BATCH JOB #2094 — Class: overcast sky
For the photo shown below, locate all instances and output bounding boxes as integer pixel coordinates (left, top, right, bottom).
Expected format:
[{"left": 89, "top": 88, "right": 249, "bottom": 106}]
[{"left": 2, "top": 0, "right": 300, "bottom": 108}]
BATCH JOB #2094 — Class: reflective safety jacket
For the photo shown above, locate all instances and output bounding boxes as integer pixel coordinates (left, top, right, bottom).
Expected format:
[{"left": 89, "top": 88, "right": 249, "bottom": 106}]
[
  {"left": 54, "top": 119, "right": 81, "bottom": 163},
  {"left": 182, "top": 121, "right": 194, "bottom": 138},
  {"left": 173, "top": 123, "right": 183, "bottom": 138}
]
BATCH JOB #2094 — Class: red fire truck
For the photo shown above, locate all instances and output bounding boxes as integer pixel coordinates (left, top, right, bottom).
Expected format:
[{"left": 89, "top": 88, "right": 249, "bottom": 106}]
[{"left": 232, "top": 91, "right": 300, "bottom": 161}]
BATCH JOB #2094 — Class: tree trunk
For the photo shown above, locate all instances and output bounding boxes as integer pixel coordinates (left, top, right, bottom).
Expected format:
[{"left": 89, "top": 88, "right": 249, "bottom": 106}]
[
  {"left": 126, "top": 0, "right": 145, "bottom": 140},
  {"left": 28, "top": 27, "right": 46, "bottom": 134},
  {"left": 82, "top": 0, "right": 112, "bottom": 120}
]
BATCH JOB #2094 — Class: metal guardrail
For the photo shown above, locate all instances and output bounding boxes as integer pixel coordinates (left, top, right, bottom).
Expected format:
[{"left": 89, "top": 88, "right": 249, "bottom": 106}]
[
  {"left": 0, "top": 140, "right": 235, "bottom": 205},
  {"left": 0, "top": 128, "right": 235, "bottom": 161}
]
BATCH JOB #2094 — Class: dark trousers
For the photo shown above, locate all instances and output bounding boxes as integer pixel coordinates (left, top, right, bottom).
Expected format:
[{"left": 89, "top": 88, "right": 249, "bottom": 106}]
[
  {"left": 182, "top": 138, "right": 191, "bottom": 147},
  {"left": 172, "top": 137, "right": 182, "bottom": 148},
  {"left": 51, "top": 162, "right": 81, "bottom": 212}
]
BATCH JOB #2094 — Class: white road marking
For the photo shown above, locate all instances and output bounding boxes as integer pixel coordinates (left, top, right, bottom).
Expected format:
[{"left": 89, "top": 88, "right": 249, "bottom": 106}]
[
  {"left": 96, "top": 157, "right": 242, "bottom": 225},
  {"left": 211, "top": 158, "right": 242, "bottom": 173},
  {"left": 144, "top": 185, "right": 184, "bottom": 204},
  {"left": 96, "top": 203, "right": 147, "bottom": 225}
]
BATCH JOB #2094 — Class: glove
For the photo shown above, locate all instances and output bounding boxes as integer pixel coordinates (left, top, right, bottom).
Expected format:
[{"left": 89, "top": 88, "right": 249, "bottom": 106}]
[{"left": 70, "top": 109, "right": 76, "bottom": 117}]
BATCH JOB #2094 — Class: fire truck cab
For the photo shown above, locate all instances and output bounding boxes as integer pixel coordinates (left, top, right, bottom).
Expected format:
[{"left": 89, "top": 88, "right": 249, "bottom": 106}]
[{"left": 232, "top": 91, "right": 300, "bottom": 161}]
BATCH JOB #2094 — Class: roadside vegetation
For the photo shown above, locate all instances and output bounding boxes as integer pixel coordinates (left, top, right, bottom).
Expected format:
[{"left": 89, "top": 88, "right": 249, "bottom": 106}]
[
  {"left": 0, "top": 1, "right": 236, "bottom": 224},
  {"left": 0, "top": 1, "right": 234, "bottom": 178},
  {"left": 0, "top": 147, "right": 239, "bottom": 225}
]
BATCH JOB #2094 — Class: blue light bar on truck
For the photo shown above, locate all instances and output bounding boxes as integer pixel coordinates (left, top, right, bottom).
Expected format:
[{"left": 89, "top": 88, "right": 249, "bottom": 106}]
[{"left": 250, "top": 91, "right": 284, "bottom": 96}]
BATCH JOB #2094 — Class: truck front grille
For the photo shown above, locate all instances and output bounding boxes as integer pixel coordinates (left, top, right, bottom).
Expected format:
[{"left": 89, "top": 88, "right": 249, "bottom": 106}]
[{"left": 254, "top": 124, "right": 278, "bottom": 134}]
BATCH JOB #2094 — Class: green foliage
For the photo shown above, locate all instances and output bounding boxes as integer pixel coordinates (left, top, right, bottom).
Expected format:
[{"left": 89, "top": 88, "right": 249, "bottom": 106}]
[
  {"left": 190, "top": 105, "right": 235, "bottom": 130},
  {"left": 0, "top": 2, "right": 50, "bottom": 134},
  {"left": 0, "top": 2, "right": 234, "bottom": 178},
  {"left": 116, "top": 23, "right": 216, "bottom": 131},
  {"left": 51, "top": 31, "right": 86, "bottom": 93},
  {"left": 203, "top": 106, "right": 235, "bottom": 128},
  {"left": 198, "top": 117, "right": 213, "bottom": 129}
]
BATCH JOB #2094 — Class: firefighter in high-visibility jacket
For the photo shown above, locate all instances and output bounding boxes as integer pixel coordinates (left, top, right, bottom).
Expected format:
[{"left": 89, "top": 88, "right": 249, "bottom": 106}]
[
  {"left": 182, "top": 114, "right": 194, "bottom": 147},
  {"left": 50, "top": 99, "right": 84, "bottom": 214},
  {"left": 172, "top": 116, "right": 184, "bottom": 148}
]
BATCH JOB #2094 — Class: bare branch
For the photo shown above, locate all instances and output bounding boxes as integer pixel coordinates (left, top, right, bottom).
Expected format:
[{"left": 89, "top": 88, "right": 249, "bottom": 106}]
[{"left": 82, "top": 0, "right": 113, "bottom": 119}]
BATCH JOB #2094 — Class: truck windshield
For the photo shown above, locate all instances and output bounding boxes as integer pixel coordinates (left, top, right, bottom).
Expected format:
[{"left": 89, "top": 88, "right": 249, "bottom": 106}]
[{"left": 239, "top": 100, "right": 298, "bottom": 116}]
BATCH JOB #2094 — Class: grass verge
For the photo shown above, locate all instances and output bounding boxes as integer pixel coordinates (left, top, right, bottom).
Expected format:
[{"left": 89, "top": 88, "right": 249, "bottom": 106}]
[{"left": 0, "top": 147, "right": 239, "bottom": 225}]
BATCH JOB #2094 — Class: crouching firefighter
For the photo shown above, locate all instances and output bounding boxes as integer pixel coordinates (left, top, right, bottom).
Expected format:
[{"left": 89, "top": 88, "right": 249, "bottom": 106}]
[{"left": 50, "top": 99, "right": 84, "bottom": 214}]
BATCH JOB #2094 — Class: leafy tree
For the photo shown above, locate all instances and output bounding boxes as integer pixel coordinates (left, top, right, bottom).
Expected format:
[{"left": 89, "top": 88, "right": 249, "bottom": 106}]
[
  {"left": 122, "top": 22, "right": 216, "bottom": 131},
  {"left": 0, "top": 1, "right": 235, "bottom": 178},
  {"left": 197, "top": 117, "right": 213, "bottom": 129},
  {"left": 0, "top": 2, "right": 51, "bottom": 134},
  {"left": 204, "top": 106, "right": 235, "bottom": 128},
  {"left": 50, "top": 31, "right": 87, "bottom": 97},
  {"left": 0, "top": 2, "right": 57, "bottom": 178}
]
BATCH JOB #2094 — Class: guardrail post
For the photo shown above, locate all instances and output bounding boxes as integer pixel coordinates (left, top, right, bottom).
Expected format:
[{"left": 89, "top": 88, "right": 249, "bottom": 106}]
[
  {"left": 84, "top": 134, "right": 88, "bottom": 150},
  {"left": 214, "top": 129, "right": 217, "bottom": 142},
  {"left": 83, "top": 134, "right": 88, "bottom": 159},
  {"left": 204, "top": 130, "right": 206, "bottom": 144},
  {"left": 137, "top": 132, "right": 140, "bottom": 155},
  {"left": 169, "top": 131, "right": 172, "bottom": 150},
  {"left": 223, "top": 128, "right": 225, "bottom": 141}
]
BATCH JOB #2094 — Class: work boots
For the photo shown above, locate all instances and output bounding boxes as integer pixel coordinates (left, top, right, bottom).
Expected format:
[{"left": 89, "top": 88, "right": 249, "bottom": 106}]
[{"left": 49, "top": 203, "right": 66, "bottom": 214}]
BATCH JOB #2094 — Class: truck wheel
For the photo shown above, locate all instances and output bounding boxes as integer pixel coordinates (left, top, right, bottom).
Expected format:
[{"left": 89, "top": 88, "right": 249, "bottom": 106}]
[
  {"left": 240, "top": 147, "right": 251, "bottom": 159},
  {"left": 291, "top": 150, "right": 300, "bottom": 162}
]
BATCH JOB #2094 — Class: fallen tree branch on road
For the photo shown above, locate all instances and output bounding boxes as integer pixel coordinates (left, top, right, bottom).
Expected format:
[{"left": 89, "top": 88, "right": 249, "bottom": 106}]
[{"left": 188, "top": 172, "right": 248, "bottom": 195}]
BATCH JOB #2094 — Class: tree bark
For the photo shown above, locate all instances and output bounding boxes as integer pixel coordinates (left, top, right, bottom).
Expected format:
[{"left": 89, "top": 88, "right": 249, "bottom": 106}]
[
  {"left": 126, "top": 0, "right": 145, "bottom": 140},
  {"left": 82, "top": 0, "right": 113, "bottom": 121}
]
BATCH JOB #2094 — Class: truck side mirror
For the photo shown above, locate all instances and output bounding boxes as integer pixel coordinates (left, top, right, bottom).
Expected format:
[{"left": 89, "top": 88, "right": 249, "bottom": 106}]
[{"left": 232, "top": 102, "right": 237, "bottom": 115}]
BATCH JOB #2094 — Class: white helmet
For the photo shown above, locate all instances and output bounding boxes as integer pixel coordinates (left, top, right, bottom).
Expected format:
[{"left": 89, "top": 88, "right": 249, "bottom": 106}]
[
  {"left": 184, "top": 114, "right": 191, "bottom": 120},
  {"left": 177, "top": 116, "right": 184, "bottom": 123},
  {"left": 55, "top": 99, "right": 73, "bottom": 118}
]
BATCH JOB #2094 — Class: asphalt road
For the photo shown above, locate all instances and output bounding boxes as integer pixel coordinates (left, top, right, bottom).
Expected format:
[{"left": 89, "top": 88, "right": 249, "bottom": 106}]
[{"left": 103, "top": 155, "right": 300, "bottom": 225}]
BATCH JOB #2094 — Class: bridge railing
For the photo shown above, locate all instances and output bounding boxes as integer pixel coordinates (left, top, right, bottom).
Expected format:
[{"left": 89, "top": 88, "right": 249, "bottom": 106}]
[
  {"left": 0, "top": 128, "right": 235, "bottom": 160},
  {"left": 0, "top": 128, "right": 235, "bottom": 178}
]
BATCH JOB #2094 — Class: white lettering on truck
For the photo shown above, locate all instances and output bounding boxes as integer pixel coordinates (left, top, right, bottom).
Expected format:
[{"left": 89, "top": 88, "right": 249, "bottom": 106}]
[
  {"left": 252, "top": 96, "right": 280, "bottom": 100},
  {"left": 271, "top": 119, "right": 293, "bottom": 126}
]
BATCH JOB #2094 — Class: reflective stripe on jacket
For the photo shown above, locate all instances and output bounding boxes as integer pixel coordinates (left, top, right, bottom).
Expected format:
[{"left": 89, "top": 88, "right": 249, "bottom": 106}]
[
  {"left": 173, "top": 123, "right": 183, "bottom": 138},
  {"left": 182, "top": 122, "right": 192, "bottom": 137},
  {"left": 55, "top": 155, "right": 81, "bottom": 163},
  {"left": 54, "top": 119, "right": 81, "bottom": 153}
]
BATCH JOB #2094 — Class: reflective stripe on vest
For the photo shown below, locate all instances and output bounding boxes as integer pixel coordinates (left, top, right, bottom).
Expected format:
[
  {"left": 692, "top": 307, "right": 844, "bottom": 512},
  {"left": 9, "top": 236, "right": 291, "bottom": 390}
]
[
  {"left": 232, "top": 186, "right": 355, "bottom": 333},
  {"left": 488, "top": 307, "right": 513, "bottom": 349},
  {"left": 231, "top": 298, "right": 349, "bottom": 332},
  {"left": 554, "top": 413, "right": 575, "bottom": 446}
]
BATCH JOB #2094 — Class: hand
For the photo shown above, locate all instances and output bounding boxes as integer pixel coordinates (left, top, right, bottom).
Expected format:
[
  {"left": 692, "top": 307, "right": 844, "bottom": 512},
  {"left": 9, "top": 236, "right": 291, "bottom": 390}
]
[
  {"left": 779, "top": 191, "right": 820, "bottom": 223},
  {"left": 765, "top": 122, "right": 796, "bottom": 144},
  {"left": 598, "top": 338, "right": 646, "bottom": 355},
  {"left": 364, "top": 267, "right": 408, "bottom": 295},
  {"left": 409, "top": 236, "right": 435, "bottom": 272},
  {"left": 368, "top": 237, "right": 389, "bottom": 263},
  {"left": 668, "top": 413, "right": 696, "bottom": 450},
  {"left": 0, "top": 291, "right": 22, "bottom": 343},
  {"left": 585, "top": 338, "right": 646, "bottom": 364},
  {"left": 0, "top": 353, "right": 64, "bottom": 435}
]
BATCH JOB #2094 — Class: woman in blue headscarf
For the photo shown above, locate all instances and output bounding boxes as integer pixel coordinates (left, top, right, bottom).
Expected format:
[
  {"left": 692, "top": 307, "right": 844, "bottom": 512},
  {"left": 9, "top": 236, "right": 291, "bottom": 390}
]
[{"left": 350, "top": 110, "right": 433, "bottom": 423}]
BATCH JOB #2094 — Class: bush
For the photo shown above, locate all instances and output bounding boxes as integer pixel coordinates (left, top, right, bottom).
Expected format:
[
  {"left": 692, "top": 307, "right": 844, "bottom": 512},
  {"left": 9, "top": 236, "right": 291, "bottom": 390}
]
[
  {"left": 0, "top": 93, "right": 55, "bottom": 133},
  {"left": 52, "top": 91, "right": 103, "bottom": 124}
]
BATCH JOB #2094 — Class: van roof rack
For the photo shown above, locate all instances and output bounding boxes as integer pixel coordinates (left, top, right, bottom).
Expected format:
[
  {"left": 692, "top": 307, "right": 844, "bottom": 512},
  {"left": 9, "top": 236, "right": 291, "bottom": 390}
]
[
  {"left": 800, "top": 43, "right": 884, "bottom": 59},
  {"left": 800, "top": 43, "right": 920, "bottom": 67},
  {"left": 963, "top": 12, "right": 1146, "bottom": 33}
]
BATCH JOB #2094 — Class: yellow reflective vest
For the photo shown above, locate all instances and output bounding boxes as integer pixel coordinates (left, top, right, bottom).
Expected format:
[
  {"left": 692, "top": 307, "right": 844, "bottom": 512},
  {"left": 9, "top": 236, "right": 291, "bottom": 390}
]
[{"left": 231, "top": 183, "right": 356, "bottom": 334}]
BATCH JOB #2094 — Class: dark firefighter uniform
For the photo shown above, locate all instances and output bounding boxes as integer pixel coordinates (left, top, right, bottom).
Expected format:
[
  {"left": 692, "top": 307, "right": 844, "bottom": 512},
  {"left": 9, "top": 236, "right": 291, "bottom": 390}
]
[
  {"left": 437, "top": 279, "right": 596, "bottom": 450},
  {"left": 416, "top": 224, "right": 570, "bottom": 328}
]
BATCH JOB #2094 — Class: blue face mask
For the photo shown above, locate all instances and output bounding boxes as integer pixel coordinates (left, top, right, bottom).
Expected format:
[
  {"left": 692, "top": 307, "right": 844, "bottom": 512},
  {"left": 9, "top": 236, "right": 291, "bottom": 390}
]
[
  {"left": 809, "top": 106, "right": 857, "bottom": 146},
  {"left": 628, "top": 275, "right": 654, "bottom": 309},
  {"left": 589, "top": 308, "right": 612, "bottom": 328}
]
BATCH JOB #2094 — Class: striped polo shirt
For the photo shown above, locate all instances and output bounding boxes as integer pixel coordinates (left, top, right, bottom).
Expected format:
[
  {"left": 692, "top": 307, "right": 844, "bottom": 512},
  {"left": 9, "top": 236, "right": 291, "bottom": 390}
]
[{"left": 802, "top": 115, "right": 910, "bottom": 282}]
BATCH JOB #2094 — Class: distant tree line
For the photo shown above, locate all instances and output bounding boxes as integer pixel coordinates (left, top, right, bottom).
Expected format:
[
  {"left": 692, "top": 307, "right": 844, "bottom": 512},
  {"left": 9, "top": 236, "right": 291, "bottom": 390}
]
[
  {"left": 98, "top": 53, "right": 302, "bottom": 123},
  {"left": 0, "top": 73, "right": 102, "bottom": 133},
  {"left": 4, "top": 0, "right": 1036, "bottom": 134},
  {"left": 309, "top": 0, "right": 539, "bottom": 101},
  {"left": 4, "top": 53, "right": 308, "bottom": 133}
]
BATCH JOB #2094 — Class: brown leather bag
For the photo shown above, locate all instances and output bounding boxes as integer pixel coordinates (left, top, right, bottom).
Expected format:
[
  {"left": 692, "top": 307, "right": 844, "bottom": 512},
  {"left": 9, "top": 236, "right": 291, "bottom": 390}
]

What you should do: Each line that contains "vest" is to be copied from the listing above.

Your solution:
BATCH JOB #2094 — Class: reflective stripe on vest
BATCH JOB #2094 — Class: yellow reflective vest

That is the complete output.